- Passage given -
An outer peripheral portion of the lift ring 100 includes an excised, or cut-out, portion 104, extending to a certain depth, and being of a semi-circular shape. The excised portion 104 surrounds a peg (not shown) fixedly attached to a portion of the housing. The lift ring 100 is pivotally connected to the peg, with the excised portion 104 engaging and partially surrounding the peg. Any suitable conventional mechanism may be used to pivotally connect the excised portion 104 to the peg. Further, the lift ring 100 swivels around the peg, within a range of angular positions about the peg, to ensure that it orients itself eccentrically to the rotor.

Though shown as a semi-circular shape, the excised portion 104 may also be of another appropriate shape, depending on the shape and design of the peg, to facilitate ease of fixture and the pivotal connection between the lift ring 100 and the peg.

- Directive -
Reproduce verbatim the portion of the lift ring passage from "An outer peripheral" to "to the rotor.".

- Items -

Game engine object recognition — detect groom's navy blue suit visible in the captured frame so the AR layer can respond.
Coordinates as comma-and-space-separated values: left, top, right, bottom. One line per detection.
...
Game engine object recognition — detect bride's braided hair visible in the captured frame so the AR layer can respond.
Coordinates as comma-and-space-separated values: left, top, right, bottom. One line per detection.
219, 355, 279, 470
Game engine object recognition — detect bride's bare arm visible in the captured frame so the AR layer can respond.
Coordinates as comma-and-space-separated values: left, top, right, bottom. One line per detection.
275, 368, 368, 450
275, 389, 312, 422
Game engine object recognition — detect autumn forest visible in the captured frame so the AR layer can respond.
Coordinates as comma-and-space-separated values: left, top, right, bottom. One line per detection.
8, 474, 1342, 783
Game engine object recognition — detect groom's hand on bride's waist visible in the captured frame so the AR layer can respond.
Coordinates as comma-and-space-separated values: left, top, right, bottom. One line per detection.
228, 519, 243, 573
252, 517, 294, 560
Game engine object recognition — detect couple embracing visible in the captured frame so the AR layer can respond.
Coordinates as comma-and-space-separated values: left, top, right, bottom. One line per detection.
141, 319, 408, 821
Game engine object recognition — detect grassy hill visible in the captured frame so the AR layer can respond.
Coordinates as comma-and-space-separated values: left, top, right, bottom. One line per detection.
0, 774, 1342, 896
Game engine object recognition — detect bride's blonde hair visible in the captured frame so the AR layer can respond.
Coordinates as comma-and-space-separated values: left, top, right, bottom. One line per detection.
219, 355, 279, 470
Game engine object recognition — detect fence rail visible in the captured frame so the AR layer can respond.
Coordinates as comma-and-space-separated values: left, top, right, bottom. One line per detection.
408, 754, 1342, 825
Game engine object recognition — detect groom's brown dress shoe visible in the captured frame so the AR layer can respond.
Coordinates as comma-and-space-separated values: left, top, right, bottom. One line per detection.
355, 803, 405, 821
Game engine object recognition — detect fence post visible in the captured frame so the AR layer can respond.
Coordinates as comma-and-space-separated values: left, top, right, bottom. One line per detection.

- Result -
An outer peripheral portion of the lift ring 100 includes an excised, or cut-out, portion 104, extending to a certain depth, and being of a semi-circular shape. The excised portion 104 surrounds a peg (not shown) fixedly attached to a portion of the housing. The lift ring 100 is pivotally connected to the peg, with the excised portion 104 engaging and partially surrounding the peg. Any suitable conventional mechanism may be used to pivotally connect the excised portion 104 to the peg. Further, the lift ring 100 swivels around the peg, within a range of angular positions about the peg, to ensure that it orients itself eccentrically to the rotor.